TEXT:
########################################
The house had been built in 1858 by the boy's maternal grandfather. Edward's
father, Garrett Hopper, moved into the house after marrying the owner's
daughter Elizabeth in 1878. Both Edward and his sister Marion were born
in the house --- she in 1880 and he in 1882. Marion lived in the house,
unmarried, until her death in 1965. Although Edward left Nyack in 1910 to
live in Manhattan, he held title to the house until he died in 1967. No
other family has owned it.
The Hopper family was solidly American middle class. Garrett Hopper owned
a dry goods store, where women bought material for making clothes before
the days of ready -to-wear. The Hoppers were prosperous emough for Edward
to make three trips to Paris in the decade after his graduation from Nyack
High School (then on Liberty Street).
########################################
STATED GOAL A:
Answer these questions from the passage on the Hopper house.
(i) In what year was the house built?
(ii) In what year did Marion die?
(iii) What kind of business did Garrett Hopper own?

RECORDS TO PROCESS:
########################################
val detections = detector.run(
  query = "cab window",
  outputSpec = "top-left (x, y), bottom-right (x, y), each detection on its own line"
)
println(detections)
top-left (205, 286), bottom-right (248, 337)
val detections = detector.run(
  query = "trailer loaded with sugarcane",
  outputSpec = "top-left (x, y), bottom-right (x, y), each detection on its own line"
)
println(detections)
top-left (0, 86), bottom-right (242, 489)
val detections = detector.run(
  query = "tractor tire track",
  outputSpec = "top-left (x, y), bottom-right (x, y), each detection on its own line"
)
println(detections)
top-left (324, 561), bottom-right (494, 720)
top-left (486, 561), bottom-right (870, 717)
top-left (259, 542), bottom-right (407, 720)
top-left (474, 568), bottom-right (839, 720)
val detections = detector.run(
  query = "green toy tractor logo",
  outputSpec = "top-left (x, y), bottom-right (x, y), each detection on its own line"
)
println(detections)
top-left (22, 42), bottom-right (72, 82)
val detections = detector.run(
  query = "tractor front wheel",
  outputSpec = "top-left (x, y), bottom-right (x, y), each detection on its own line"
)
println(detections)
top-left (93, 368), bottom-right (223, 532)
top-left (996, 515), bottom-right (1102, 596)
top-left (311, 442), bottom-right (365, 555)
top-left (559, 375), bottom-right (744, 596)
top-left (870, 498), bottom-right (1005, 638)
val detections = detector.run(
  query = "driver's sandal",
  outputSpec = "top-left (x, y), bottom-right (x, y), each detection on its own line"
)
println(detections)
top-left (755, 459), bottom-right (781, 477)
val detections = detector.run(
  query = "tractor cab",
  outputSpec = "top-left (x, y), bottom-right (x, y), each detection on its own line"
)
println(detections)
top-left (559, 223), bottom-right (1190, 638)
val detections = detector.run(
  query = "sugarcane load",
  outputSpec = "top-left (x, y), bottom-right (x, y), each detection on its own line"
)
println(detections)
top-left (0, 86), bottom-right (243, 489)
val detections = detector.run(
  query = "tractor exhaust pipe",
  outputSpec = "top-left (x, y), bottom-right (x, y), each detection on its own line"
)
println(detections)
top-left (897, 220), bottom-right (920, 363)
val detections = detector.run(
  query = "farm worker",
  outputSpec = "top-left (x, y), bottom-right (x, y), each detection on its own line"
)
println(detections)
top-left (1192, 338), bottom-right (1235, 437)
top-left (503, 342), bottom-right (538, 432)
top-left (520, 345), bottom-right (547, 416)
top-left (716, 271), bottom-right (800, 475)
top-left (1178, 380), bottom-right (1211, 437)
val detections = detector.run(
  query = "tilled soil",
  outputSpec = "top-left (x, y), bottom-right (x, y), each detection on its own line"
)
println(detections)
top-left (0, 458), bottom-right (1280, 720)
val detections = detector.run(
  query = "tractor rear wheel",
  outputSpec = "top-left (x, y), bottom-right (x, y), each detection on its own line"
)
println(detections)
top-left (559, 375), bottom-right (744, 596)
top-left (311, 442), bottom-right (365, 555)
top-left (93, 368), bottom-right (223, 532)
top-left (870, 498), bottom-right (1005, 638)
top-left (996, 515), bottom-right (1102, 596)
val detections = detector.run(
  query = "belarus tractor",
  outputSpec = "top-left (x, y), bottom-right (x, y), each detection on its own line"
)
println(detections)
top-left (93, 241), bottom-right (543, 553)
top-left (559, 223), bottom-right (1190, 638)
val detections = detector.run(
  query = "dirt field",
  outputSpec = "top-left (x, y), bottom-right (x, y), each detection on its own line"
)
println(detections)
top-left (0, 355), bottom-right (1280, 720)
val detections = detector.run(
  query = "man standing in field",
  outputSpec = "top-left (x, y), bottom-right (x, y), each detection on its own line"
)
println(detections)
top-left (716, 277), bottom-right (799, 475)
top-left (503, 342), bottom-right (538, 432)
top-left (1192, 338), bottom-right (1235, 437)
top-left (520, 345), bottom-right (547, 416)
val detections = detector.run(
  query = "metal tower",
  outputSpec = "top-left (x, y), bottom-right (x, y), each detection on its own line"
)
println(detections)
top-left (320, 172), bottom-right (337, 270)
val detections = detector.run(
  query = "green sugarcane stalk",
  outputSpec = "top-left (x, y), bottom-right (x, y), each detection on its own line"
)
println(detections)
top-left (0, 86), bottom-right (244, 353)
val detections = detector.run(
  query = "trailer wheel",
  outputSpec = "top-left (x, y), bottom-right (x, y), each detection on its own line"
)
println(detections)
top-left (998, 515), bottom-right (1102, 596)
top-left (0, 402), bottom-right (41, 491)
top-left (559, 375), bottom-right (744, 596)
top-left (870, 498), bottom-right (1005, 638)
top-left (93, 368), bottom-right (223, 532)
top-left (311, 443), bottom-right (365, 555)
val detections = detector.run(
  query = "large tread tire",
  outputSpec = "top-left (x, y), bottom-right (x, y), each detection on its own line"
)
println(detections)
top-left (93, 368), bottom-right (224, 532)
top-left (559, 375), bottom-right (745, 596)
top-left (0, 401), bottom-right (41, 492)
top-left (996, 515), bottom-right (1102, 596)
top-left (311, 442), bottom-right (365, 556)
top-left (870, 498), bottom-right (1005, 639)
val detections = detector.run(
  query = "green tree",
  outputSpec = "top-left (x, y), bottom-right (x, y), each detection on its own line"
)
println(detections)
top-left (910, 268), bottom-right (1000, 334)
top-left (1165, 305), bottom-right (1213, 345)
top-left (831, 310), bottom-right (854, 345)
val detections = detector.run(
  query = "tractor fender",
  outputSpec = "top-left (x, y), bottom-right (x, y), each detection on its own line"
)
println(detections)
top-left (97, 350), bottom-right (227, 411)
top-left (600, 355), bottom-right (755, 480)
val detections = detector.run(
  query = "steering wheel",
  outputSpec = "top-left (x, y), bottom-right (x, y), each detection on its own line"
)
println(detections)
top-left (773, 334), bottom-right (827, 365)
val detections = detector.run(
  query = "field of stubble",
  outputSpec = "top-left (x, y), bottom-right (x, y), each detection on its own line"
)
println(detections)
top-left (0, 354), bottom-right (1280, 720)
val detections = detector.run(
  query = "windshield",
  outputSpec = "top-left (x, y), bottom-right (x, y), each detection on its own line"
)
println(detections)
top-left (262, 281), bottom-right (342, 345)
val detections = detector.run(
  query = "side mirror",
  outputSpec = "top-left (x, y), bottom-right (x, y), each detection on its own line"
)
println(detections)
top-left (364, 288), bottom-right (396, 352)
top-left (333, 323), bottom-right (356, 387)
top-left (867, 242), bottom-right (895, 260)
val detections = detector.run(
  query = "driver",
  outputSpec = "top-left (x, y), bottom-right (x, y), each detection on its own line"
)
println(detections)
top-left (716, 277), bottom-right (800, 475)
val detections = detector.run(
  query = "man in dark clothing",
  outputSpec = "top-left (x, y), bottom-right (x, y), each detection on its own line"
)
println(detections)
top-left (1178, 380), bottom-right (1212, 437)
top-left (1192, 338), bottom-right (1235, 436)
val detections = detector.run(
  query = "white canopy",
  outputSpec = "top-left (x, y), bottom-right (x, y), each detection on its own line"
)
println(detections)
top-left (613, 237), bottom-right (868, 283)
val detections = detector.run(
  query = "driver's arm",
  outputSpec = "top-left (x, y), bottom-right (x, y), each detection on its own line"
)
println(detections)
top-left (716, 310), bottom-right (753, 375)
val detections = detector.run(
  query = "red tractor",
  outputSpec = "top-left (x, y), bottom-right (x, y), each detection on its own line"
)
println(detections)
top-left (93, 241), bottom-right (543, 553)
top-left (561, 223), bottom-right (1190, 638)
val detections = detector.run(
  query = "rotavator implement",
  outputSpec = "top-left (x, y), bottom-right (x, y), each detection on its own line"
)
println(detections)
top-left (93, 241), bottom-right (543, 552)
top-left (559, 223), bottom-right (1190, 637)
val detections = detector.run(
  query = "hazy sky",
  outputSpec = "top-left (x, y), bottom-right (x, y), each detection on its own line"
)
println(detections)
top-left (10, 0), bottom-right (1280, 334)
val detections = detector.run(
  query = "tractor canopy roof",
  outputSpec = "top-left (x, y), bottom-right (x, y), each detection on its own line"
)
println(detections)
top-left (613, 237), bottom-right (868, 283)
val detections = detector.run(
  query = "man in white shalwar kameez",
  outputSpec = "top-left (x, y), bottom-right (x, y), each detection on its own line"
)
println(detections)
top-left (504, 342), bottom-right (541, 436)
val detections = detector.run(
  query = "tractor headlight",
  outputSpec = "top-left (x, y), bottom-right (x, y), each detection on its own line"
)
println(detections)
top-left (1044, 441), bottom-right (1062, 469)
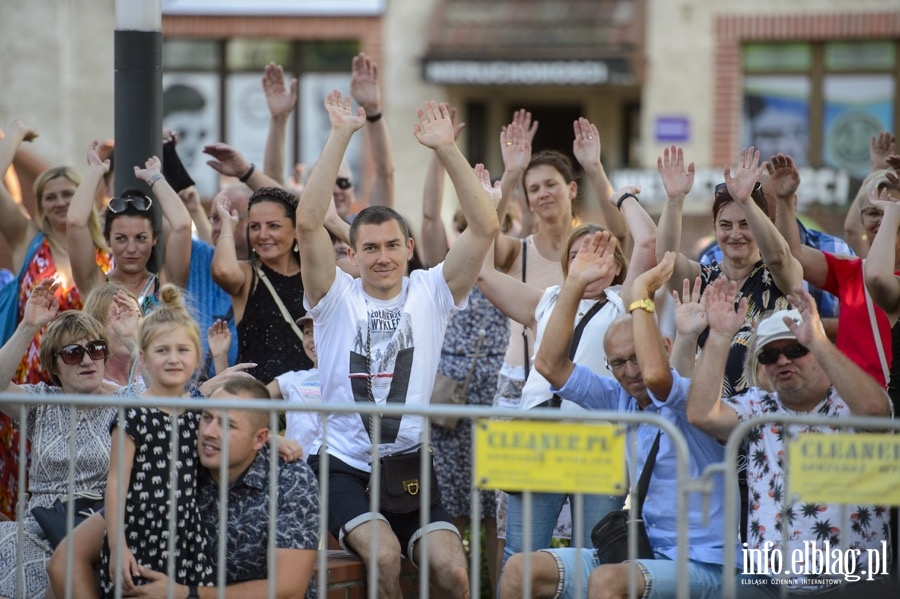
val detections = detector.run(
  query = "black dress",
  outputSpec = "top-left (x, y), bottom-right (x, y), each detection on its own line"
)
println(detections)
top-left (237, 262), bottom-right (313, 383)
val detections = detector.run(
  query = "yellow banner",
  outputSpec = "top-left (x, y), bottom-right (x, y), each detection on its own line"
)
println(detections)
top-left (788, 433), bottom-right (900, 505)
top-left (473, 420), bottom-right (626, 495)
########################################
STATED GOAL B: Copy the section of the listing that begins with its first line and ends with the line containing "top-left (22, 42), bottom-right (72, 82)", both lines included.

EXERCISE OUTPUT A:
(i) 1858
(ii) 1965
(iii) A dry goods store

EXERCISE OUTPUT B:
val detections = detector.run(
  query = "cab window",
  outputSpec = "top-left (x, y), bottom-right (x, y), each detection on its own line"
)
println(detections)
top-left (205, 286), bottom-right (248, 337)
val detections = detector.run(
  query = "trailer loaded with sugarcane",
  outputSpec = "top-left (x, y), bottom-right (x, y), each detection on its own line"
)
println(detections)
top-left (0, 86), bottom-right (242, 489)
val detections = detector.run(
  query = "tractor tire track",
  outputSpec = "top-left (x, y), bottom-right (x, y), each detection on its own line"
)
println(detections)
top-left (324, 561), bottom-right (494, 720)
top-left (486, 561), bottom-right (870, 717)
top-left (259, 542), bottom-right (407, 720)
top-left (474, 568), bottom-right (839, 720)
val detections = detector.run(
  query = "green toy tractor logo",
  outputSpec = "top-left (x, y), bottom-right (x, y), each detection on its own line"
)
println(detections)
top-left (22, 42), bottom-right (72, 82)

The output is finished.